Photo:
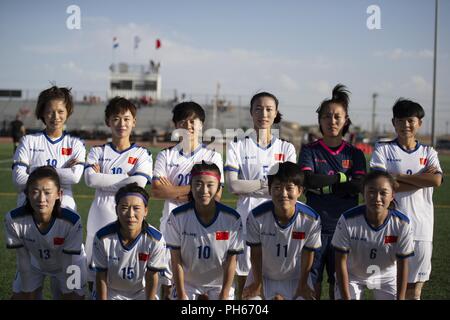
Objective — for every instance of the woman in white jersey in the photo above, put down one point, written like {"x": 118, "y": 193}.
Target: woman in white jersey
{"x": 45, "y": 237}
{"x": 172, "y": 174}
{"x": 53, "y": 147}
{"x": 112, "y": 166}
{"x": 204, "y": 237}
{"x": 372, "y": 242}
{"x": 249, "y": 159}
{"x": 128, "y": 253}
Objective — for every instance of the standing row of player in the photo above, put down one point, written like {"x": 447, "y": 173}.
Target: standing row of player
{"x": 332, "y": 173}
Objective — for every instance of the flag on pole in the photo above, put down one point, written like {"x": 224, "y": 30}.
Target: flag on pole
{"x": 136, "y": 42}
{"x": 115, "y": 43}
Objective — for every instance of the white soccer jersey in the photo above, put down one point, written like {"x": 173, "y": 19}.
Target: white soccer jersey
{"x": 38, "y": 149}
{"x": 253, "y": 162}
{"x": 204, "y": 248}
{"x": 282, "y": 245}
{"x": 126, "y": 265}
{"x": 176, "y": 166}
{"x": 372, "y": 253}
{"x": 48, "y": 251}
{"x": 418, "y": 205}
{"x": 117, "y": 169}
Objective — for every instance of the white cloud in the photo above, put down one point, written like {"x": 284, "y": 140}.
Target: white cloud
{"x": 398, "y": 53}
{"x": 288, "y": 83}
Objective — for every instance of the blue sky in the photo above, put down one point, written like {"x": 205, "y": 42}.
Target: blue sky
{"x": 296, "y": 49}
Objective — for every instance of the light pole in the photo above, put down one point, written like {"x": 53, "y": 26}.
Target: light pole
{"x": 433, "y": 112}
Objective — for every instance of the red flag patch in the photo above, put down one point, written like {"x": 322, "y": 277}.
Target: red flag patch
{"x": 346, "y": 164}
{"x": 143, "y": 256}
{"x": 58, "y": 241}
{"x": 298, "y": 235}
{"x": 390, "y": 239}
{"x": 132, "y": 160}
{"x": 66, "y": 151}
{"x": 222, "y": 235}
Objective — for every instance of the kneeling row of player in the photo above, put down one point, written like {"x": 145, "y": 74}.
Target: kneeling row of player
{"x": 204, "y": 237}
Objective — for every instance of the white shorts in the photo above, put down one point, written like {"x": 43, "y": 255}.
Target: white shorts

• [REQUIRED TASK] Swap every "instance" in the rows above for "occurrence" and copy them out with nothing else changed. Leave the pictures out.

• [WRITTEN RESPONSE]
Photo:
Objective — for every occurrence of the woman in white jersey in the photo above, put down one point, written like {"x": 118, "y": 193}.
Target: woman in white jersey
{"x": 45, "y": 237}
{"x": 172, "y": 174}
{"x": 53, "y": 147}
{"x": 112, "y": 166}
{"x": 204, "y": 237}
{"x": 372, "y": 242}
{"x": 249, "y": 159}
{"x": 128, "y": 253}
Objective — for every occurrence of the standing row of player in the photo above, put down one point, written like {"x": 447, "y": 173}.
Target: standing row of player
{"x": 332, "y": 173}
Objective — for every occurrence of the flag on pole in the photo above, put down one point, written like {"x": 224, "y": 30}.
Target: flag on pole
{"x": 136, "y": 42}
{"x": 115, "y": 43}
Objective — for every occurrence of the white soccer jersey in the photo above, put down one point, written like {"x": 173, "y": 19}.
Target: white soccer jersey
{"x": 38, "y": 149}
{"x": 253, "y": 162}
{"x": 204, "y": 248}
{"x": 282, "y": 245}
{"x": 126, "y": 265}
{"x": 176, "y": 166}
{"x": 372, "y": 253}
{"x": 48, "y": 251}
{"x": 418, "y": 205}
{"x": 117, "y": 169}
Objective — for every occurrence of the white cloud in the photo above, put down one point, written like {"x": 284, "y": 140}.
Target: white cloud
{"x": 398, "y": 53}
{"x": 288, "y": 83}
Objective — for every occurrence of the blue sky in the photo above, put down one point, written like {"x": 205, "y": 42}.
Target: blue sky
{"x": 296, "y": 49}
Objective — for every occurrence of the light pole in the photo above, put down one point, written like {"x": 53, "y": 26}.
Target: light pole
{"x": 433, "y": 112}
Objective — for every occurrence of the red flag patch in the photo above, put down one point, written like {"x": 322, "y": 277}.
Target: red flag patch
{"x": 346, "y": 164}
{"x": 143, "y": 256}
{"x": 58, "y": 241}
{"x": 298, "y": 235}
{"x": 390, "y": 239}
{"x": 132, "y": 160}
{"x": 66, "y": 151}
{"x": 222, "y": 235}
Objective — for every occurrence of the kneeling row of player in the photo above, put down one point, written like {"x": 145, "y": 74}.
Target: kneeling row of player
{"x": 204, "y": 237}
Objective — for every occurrence of the white shorts in the photo above, put down one point, written like {"x": 43, "y": 255}.
Target: white shorts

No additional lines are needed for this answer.